Task to carry out: Output only these lines, set down exactly: the one containing "Check the picture above for any building" and each line after it through the end of the records.

Supplied records:
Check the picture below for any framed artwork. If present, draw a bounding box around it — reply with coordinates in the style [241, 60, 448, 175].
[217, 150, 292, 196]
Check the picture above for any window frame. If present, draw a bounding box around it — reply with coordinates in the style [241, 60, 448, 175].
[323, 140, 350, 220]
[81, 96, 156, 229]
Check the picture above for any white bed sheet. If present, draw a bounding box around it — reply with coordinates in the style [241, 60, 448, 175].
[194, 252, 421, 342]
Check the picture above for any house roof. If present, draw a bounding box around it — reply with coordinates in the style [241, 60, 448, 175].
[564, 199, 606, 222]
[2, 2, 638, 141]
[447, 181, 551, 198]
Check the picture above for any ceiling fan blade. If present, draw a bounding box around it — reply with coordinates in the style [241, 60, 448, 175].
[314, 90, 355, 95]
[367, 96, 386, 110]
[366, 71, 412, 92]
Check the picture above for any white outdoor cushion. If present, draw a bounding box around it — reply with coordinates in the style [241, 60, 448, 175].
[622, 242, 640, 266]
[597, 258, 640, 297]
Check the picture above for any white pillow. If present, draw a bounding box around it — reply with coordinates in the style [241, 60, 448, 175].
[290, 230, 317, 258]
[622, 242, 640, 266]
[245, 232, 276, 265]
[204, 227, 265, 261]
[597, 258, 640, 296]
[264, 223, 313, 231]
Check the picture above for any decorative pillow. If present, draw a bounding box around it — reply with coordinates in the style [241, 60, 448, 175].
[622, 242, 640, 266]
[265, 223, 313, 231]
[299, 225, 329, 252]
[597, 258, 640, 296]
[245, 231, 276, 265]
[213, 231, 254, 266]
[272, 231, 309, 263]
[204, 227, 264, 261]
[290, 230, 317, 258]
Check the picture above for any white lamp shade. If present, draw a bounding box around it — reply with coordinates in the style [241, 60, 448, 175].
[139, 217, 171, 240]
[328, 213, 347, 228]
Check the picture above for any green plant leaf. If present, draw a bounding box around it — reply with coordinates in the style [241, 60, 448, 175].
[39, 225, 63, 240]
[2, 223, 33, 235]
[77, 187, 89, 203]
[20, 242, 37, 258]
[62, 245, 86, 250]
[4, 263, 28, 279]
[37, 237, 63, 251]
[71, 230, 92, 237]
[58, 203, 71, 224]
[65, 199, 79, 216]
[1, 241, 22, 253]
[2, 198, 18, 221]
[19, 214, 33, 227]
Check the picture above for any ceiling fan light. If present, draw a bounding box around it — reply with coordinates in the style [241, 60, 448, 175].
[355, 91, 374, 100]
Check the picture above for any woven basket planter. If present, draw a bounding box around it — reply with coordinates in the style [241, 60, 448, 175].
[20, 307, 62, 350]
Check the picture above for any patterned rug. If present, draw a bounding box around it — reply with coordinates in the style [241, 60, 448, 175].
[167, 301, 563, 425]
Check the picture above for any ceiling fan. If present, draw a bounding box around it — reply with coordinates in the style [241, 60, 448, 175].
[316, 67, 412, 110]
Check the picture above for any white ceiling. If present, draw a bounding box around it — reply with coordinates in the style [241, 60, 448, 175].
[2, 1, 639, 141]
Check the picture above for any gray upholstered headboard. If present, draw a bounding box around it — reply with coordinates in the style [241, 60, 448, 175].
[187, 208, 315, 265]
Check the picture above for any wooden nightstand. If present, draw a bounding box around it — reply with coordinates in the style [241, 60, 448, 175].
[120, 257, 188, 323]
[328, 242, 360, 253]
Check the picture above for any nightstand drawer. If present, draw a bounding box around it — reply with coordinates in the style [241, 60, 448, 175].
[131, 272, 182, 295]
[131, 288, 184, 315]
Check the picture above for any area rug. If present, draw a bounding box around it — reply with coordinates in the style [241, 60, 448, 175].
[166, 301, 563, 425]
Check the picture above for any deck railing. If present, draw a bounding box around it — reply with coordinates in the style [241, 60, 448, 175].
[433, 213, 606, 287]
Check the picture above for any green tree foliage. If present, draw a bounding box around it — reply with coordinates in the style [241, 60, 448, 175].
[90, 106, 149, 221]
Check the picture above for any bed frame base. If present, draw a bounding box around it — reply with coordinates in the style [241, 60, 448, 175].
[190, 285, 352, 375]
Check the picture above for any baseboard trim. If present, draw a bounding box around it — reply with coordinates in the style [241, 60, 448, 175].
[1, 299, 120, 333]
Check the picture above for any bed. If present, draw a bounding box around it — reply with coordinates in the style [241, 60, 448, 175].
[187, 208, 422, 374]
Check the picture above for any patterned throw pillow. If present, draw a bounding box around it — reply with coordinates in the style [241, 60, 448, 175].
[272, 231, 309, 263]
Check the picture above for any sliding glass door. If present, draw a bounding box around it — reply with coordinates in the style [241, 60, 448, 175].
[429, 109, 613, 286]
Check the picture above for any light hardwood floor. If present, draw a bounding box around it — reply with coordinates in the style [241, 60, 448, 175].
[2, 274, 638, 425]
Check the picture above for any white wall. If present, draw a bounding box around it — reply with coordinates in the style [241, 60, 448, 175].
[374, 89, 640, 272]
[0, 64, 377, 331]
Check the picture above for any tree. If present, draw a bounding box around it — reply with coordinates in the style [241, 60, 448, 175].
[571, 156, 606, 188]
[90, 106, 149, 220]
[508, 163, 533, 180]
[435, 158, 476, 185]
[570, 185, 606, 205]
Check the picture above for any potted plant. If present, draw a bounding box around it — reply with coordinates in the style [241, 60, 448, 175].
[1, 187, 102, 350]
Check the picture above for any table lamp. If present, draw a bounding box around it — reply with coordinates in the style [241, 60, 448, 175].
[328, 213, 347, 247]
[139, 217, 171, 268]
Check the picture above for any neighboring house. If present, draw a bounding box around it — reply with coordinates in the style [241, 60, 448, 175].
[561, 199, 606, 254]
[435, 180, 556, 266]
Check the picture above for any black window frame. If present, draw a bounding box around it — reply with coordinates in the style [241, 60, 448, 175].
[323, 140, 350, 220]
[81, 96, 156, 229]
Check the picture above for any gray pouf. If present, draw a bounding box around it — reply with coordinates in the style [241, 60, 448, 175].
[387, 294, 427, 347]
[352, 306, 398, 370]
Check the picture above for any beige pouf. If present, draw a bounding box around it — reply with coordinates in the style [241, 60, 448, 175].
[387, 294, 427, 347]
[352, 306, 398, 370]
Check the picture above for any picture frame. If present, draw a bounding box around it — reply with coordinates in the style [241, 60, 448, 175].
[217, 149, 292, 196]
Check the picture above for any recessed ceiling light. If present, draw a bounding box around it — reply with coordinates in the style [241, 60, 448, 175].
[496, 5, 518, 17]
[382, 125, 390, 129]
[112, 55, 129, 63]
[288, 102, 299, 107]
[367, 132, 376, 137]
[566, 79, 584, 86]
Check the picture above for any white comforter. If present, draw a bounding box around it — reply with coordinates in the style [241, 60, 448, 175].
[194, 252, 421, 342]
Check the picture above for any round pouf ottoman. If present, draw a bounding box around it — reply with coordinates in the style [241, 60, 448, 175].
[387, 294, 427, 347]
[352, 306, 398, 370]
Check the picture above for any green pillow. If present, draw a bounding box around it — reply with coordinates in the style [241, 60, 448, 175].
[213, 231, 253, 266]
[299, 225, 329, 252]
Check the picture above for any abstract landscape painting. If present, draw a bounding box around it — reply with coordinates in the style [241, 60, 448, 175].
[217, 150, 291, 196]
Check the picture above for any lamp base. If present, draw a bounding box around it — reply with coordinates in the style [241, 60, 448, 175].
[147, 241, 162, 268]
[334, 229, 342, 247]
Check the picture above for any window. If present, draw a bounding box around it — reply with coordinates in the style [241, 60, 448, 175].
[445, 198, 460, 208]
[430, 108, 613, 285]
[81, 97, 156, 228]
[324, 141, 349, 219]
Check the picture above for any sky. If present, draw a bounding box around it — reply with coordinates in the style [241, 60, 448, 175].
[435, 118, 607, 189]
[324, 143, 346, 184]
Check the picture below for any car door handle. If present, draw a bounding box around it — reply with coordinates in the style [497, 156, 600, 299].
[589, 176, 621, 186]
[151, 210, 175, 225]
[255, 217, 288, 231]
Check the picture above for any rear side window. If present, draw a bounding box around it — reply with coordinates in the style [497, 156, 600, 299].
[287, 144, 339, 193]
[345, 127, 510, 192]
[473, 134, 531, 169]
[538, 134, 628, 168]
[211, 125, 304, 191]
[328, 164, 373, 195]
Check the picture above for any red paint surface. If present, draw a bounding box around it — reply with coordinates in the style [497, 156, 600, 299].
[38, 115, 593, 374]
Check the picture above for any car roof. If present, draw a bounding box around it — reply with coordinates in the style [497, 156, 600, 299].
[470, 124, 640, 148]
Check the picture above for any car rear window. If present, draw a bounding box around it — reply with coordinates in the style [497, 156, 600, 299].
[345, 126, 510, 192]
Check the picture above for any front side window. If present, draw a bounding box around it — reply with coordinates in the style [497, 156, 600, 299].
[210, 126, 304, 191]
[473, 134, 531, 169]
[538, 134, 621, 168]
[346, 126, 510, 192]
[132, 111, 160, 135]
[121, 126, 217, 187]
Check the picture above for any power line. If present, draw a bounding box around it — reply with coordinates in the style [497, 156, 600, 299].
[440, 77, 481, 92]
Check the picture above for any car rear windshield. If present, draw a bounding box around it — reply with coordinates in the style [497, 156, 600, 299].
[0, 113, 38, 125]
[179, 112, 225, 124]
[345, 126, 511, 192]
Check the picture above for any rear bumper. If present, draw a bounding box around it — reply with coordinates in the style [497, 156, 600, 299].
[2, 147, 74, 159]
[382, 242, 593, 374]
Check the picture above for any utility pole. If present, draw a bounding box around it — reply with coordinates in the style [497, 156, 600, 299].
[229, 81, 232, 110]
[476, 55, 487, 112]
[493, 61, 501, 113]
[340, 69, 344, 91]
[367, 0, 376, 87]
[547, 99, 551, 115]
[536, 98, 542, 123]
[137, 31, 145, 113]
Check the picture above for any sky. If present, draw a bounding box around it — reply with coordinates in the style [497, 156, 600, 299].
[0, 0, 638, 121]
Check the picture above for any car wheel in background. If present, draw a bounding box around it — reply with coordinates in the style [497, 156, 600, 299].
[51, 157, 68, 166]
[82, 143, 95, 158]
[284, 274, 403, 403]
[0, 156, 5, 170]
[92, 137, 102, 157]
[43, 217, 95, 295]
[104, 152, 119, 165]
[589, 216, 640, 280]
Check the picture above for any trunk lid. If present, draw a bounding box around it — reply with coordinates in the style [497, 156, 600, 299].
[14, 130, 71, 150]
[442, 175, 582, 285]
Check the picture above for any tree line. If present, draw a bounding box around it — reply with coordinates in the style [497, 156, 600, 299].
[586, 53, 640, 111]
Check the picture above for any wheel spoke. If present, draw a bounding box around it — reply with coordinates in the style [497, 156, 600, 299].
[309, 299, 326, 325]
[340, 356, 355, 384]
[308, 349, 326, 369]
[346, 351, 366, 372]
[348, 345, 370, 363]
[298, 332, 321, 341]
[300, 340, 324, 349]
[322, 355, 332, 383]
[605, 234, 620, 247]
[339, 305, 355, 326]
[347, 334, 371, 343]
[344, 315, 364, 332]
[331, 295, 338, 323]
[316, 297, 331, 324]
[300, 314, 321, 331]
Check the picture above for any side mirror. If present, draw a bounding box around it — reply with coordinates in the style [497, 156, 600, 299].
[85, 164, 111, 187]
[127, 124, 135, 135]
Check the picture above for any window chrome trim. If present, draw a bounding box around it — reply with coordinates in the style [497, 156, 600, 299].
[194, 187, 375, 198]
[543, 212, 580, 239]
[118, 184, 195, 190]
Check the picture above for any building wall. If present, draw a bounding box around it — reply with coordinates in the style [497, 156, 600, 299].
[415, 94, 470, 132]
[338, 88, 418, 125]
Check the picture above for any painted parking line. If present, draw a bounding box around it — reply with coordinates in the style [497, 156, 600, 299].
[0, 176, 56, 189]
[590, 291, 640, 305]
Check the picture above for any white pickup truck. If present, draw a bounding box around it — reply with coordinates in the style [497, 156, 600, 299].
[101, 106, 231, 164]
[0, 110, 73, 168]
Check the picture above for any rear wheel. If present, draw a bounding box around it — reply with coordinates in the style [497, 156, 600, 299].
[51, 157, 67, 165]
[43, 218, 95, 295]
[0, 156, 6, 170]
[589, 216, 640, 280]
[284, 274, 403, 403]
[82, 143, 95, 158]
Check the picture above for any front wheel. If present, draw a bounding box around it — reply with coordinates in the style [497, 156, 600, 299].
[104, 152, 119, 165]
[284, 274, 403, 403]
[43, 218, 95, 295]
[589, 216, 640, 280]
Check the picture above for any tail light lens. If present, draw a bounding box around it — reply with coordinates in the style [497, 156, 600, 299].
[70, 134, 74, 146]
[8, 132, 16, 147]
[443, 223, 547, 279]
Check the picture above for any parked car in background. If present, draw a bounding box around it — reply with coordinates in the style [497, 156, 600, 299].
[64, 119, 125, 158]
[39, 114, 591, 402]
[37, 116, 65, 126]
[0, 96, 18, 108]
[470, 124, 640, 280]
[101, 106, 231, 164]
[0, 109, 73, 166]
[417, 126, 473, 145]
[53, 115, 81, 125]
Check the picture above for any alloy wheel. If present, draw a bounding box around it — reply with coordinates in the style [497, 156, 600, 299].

Output for this task:
Check the picture above for any building wall. If present, draw a bounding box around it — reply with coordinates in the style [497, 156, 600, 299].
[415, 94, 470, 132]
[338, 88, 418, 125]
Check the picture above for any painted parking line. If present, draw a bounding box around it — reply with coordinates in the style [497, 156, 600, 299].
[0, 176, 56, 189]
[590, 291, 640, 305]
Check the picture above for any white pickup truck. If present, draw a bounding box around it — reply with coordinates in the style [497, 156, 600, 299].
[101, 106, 231, 164]
[0, 110, 73, 168]
Check the picture above for any rear wheel. If present, draw a bounding box around it — reply with coordinates in the style [497, 156, 600, 299].
[51, 157, 67, 165]
[43, 218, 95, 295]
[0, 156, 6, 170]
[589, 216, 640, 280]
[284, 274, 403, 403]
[82, 143, 95, 158]
Check the picture above for any front wheel. If present, draw a bounding box around it — reply with coordinates in the style [497, 156, 600, 299].
[104, 152, 119, 165]
[284, 274, 403, 403]
[43, 218, 95, 295]
[589, 216, 640, 280]
Check the picture above for any tail light lens. If present, draw a bounding box around it — reply with coordinates in the style [497, 156, 600, 299].
[70, 134, 74, 146]
[8, 132, 16, 147]
[443, 223, 547, 279]
Check the picture above for any parked car in background. If present, draw a bounding box around it — reply with coordinates in the style [497, 156, 600, 299].
[64, 119, 125, 158]
[39, 114, 591, 402]
[37, 116, 65, 126]
[0, 96, 18, 108]
[470, 124, 640, 280]
[101, 106, 231, 164]
[0, 109, 73, 166]
[417, 126, 473, 145]
[53, 115, 81, 125]
Check the picture above for any alloy wheel. If present, draw a bounding box around it — reply with coordinates in the style [497, 156, 600, 299].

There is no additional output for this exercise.